— Work to do —
Recast all of the records below as a numbered list, leaving out any blank lines.

[Rows from a pointing dataset]
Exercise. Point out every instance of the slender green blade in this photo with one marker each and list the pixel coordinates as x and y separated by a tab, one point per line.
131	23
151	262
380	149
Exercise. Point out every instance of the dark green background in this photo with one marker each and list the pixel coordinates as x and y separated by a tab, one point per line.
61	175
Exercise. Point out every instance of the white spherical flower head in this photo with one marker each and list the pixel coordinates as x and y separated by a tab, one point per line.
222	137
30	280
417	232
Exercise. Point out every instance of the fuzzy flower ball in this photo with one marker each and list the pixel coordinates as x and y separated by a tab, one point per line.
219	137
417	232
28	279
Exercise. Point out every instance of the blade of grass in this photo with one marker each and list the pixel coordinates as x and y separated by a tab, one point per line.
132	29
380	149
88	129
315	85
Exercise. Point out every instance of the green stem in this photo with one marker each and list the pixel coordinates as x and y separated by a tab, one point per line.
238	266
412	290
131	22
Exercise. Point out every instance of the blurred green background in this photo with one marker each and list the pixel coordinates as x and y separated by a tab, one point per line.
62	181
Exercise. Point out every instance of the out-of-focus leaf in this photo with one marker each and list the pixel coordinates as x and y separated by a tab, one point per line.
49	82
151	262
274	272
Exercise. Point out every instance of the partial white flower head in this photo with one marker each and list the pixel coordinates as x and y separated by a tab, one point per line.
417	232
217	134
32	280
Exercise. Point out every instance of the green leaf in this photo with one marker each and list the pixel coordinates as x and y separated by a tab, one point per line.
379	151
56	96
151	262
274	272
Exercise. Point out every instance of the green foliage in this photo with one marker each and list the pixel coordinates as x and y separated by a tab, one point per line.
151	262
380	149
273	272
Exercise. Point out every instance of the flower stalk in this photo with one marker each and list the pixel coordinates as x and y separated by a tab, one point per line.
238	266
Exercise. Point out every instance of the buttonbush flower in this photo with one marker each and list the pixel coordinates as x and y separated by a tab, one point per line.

— Answer to the exercise —
1. Exercise. Point out every instance of the slender green blade in this photo with one marker each and list the pixel coordinates as x and y separated by a tab, one point per line.
2. 131	23
3. 151	262
4. 380	149
5. Exercise. Point out every instance of the dark green background in this photo with one marker each and list the pixel coordinates as x and y separated by a tab, one point per line.
6. 61	175
7. Exercise. Point out every instance of the white spherical flower head in this photo with one marker each and list the pixel coordinates as x and y separated by a tab, one point per line.
8. 222	137
9. 30	280
10. 417	232
11. Exercise. Point out every instance of the fuzzy flower ball in this photo with one marker each and list the pixel coordinates as x and y separated by a tab, one point per line.
12. 219	137
13. 417	232
14. 28	279
15. Exercise. Point out every instance of the blade of grass in this photo with one marker each and list the pixel coordinates as x and y separated by a tab, one point per line.
16. 132	29
17. 380	149
18. 88	129
19. 315	85
20. Exercise. Point out every instance of the green stem in this photo with one marker each and list the pixel coordinates as x and y separated by a tab, one point per line.
21. 238	266
22. 412	290
23. 131	22
24. Exercise. Point out every instance of the blurred green background in this photo with one marker each and list the pixel coordinates as x and y separated by a tab, one point per line.
25. 62	181
26. Exercise. Point out every instance of the out-of-focus leaf in this photo with one marker each and list the pixel coordinates as x and y separated by a tab, one point per line.
27. 49	82
28. 151	262
29. 274	272
30. Exercise. Point out every instance of the partial white flower head in this photo with one marker each and list the pixel coordinates as x and y separated by a tab, one point per line.
31. 417	232
32. 217	134
33. 32	280
34. Exercise. Point out every instance of the green leaf in this photo with one marker each and list the pixel coordinates as x and y separated by a tab, one point per line.
35. 379	151
36. 56	96
37. 151	262
38. 274	272
39. Exercise. Point out every instance of the green foliage in this photo with one marker each and list the pixel coordinates as x and y separated by a tab, one point per line.
40. 151	262
41. 380	149
42. 273	272
43. Exercise. Point out every instance of the flower stalk in this photo with one marker each and list the pixel coordinates as x and y separated by a tab, one point per line.
44. 238	266
45. Exercise. Point out every instance of the buttonbush flower in this photo with one marker each and list the pixel coordinates as x and y separated by a tab, one point per line.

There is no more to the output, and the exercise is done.